How much do you need, and how early can you retire?

In October 1994, the financial planning journal published a ten pages article that could be considered the pillar of the FIRE movement.

Photo by Harli Marten on Unsplash

In October 1994, the financial planning journal published a ten pages article from a financial planner called Willian Bengen.

In this article, Willian shared a rule to calculate how much was necessary for an individual to save to become financially independent.

An American born in 1947, Bengen received his B.S. from MIT in aeronautics and astronautics. A few years later, he earned his certification in Financial Planner practice and, finally, his master’s degree in financial planning.

This brilliant article is one of the main pillars of the FIRE movement (Financial Independence/ Early Retirement).

The rule of thumb not to run out of money

Photo by engin akyurt on Unsplash

In the article from Bengen, he performed a detailed analysis of the effect of asset allocation, inflation, historical market collapses, and he was able to define a rule of thumb for withdrawal rates from retirement savings.

This rule of thumb gives you an estimative of how much you can withdraw from your savings without being afraid to run out of money before you die.

Later in 1998, another three professors from Trinity University performed a study that was popularized as “Trinity study,” and using the same data and analysis from Bengen, they arrived at similar conclusions, curiously this study became more famous than the original research from Bengen.

> EXERCISE TASK
Repeat the retirement passage word for word from "Photo by Harli" to "Independence/ Early Retirement).". The material that comes next has no connection to the retirement passage.

> DATASET RECORDS
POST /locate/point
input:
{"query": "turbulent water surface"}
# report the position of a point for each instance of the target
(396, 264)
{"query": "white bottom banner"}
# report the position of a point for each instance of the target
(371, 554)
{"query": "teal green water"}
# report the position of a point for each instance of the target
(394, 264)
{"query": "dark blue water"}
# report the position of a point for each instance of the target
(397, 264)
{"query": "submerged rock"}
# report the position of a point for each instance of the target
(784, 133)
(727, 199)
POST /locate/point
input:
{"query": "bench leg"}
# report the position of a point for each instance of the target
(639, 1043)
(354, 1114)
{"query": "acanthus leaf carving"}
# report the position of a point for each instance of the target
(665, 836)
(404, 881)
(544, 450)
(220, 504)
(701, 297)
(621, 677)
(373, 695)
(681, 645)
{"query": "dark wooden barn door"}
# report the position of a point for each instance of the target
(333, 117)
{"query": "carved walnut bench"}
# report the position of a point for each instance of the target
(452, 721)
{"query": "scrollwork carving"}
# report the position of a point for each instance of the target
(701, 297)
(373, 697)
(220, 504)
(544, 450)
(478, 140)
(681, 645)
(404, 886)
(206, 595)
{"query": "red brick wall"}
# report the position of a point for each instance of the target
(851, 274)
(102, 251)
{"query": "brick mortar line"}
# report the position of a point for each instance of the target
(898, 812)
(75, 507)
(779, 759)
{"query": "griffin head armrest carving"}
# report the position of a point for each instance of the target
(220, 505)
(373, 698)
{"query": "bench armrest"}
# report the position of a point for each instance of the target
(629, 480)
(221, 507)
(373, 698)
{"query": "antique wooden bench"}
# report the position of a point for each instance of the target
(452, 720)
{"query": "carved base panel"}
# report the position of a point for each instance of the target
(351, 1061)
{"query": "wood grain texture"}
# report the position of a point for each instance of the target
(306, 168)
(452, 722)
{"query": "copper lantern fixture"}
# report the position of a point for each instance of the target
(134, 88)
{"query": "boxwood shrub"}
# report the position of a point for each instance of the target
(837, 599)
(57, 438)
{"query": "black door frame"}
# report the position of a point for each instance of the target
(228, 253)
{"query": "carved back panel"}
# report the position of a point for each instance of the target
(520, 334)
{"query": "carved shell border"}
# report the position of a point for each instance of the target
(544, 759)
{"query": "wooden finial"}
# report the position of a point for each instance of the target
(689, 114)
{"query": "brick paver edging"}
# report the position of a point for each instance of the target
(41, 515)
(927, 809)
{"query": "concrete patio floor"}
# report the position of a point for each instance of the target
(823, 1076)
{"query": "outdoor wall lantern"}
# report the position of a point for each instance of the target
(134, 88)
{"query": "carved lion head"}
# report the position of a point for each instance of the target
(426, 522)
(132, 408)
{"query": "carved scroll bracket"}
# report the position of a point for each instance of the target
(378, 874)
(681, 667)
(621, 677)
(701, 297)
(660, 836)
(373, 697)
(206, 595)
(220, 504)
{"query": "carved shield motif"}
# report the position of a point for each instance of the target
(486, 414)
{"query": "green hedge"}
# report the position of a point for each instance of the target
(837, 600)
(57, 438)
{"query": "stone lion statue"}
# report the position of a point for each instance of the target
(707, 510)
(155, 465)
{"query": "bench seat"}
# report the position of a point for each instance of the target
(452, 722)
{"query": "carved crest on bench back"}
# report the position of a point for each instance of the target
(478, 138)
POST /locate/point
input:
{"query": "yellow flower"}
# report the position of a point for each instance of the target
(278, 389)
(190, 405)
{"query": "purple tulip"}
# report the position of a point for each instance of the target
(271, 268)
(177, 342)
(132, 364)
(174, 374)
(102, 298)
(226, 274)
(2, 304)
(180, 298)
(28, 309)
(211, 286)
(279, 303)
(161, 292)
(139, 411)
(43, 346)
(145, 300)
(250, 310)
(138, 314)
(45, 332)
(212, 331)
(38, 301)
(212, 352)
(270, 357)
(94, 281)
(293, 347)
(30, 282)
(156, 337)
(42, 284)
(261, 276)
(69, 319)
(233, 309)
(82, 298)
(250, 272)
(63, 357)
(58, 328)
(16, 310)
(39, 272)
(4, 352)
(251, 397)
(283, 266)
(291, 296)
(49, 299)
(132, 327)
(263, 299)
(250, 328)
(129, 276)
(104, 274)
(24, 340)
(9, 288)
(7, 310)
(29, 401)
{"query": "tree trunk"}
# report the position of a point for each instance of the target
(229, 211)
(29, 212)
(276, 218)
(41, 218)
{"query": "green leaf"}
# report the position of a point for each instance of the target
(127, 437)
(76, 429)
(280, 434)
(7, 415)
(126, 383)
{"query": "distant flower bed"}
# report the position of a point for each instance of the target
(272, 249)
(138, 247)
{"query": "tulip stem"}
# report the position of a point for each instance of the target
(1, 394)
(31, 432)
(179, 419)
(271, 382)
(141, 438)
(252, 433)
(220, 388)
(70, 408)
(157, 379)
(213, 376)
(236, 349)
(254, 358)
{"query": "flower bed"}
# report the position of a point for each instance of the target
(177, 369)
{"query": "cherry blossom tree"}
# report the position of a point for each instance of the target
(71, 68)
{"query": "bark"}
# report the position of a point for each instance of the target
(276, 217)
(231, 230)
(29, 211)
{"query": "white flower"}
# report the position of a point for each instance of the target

> RESULT FOR THIS EXERCISE
Photo by Harli Marten on Unsplash

In October 1994, the financial planning journal published a ten pages article from a financial planner called Willian Bengen.

In this article, Willian shared a rule to calculate how much was necessary for an individual to save to become financially independent.

An American born in 1947, Bengen received his B.S. from MIT in aeronautics and astronautics. A few years later, he earned his certification in Financial Planner practice and, finally, his master’s degree in financial planning.

This brilliant article is one of the main pillars of the FIRE movement (Financial Independence/ Early Retirement).